## WHAT TO DO
Print all of the material below, reproducing every line without any change.

## DATASET ENTRIES
>>>>>

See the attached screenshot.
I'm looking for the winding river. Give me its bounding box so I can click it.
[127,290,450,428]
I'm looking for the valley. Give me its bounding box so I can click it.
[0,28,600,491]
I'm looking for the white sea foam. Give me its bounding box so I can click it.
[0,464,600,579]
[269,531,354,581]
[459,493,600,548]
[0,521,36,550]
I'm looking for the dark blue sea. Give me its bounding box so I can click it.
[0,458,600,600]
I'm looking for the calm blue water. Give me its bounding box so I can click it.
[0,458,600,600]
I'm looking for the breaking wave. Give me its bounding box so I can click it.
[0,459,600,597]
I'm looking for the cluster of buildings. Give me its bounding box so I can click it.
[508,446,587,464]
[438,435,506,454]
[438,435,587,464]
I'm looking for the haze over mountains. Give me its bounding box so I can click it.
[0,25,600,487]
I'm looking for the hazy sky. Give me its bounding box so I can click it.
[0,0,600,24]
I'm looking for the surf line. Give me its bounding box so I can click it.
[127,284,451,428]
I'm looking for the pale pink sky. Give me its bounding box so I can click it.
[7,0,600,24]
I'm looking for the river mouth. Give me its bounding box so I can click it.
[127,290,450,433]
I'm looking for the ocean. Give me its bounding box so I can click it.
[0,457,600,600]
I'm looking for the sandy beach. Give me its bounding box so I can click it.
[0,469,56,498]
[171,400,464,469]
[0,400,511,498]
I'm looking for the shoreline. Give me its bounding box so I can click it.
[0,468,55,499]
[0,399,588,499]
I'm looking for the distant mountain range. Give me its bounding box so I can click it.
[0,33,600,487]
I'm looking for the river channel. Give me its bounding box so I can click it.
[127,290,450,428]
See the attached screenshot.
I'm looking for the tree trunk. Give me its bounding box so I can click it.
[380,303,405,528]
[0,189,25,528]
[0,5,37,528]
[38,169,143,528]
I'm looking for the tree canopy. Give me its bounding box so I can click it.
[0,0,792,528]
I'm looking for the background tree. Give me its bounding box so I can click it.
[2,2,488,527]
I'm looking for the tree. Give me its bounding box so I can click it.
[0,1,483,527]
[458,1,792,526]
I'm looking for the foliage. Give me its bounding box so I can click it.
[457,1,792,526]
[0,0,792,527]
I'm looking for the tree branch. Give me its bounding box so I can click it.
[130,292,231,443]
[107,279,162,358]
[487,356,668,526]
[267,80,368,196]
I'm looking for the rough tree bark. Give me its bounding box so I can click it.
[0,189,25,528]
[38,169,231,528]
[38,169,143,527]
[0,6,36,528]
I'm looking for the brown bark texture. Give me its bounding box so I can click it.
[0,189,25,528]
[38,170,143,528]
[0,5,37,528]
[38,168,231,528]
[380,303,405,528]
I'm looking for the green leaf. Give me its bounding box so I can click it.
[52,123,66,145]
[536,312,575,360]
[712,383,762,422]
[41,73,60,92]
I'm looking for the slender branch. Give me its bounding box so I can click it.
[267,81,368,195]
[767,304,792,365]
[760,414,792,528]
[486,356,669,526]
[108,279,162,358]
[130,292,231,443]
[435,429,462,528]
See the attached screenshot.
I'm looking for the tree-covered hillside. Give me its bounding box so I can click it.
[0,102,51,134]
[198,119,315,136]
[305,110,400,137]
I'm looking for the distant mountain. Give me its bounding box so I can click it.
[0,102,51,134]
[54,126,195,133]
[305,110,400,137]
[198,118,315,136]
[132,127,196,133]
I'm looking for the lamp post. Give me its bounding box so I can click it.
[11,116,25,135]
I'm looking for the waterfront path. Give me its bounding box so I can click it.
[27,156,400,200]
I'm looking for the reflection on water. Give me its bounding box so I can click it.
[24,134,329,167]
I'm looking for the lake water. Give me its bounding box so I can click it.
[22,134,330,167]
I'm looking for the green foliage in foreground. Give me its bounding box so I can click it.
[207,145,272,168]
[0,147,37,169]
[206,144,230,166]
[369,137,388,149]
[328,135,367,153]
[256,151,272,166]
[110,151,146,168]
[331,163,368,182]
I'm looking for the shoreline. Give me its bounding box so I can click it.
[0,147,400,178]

<<<<<

## RESPONSE BELOW
See the attached screenshot.
I'm looking for the winding river. Give me its bounding box so I can click it.
[127,290,450,428]
I'm looking for the valley. Give me its bounding box so I can click it.
[0,28,600,491]
I'm looking for the white sea foam. Give me its bounding box so I can click it.
[0,464,600,579]
[269,531,354,581]
[459,493,600,548]
[0,521,36,550]
I'm looking for the dark blue sea. Give me its bounding box so I can click it.
[0,458,600,600]
I'm looking for the calm blue water. Give me its bounding box so I can click it.
[0,458,600,600]
I'm looking for the breaking wave. Give me its bounding box so I can click it.
[0,459,600,597]
I'm looking for the cluster of buildings. Give me its bounding box so I can click it.
[508,446,587,464]
[438,435,506,454]
[438,435,587,464]
I'm looking for the haze over mountains. Give me its bounding box so I can click it.
[0,25,600,487]
I'm looking for the hazy sky. Give me its bounding box so I can click it.
[0,0,600,24]
I'm looking for the surf line. Give me its bounding box so I can click it.
[127,284,451,428]
I'm looking for the pale pink sky. Give me its bounding box so I can click it.
[7,0,600,24]
I'm looking for the river mouth. Give me its bounding box so I can click it.
[127,290,450,433]
I'm looking for the ocean. Give me its bounding box so I can click it.
[0,457,600,600]
I'm looking for the sandy beach. Give me its bounding box so I can click it.
[0,469,56,498]
[171,400,464,469]
[0,400,511,498]
I'm looking for the shoreline. Give me its bounding box so I can click it.
[0,468,55,499]
[0,399,588,499]
I'm looking for the distant mountain range. Give me its bounding box so I can click it.
[0,33,600,487]
I'm looking for the river channel. Give me its bounding box so I can click it.
[127,290,450,428]
See the attached screenshot.
I'm looking for the tree trunk. Give me its bounding box so I can click it.
[380,303,405,528]
[0,189,25,528]
[0,5,37,528]
[38,169,143,528]
I'm looking for the tree canopy. Give me its bounding box so I can click it.
[0,0,792,528]
I'm looking for the background tree. Give me its bounding box so I can click it.
[2,2,488,527]
I'm looking for the tree. Give me its bounding box so I can click it.
[0,1,483,527]
[458,1,792,526]
I'm looking for the foliage. Give me its bounding box so I can click it.
[457,1,792,526]
[0,0,792,527]
I'm looking for the tree branch. Give me its bounding box so I can click it.
[130,292,231,443]
[107,279,162,358]
[487,356,668,526]
[267,80,368,196]
I'm looking for the rough tree bark. Give me its bounding box so I can click it.
[0,189,25,528]
[38,169,231,528]
[38,169,143,527]
[0,6,36,528]
I'm looking for the brown bark texture. Give me its bounding box so I can click it.
[0,189,25,528]
[38,170,143,528]
[0,5,37,528]
[38,168,231,528]
[380,303,405,528]
I'm looking for the green leaf. Give me its bounding box so I can click it.
[52,123,66,145]
[536,312,575,360]
[712,383,762,422]
[41,73,60,92]
I'm looking for the slender branch. Give me its bounding box so I can click it.
[267,81,368,195]
[767,304,792,365]
[760,414,792,528]
[486,356,669,526]
[108,279,162,358]
[130,292,231,443]
[435,429,462,528]
See the attached screenshot.
I'm looking for the tree-covered hillside. Give me its bounding box so I can click it.
[0,102,51,134]
[198,119,315,136]
[305,110,400,137]
I'm looking for the distant mountain. Give me its bounding box so I can click it.
[0,102,51,134]
[54,126,195,133]
[305,110,400,137]
[198,118,315,136]
[132,127,196,133]
I'm looking for the lamp post. Give me its bounding box so I can click it.
[11,116,25,135]
I'm looking for the waterfront path. Give me its bounding box so I can click it.
[27,156,400,200]
I'm looking for the reflection on water. Give me its bounding box so I can click it.
[24,134,329,167]
I'm looking for the lake water. Give me its bounding box so I can click it.
[22,134,330,167]
I'm looking for the green foliage in foreground. Give me its bounding box so I can click it.
[207,145,272,168]
[0,147,37,169]
[206,144,230,166]
[369,137,388,149]
[328,135,367,153]
[256,151,272,166]
[110,151,146,168]
[331,163,368,182]
I'm looking for the shoreline. Give me its bounding box so I can click it.
[0,147,400,178]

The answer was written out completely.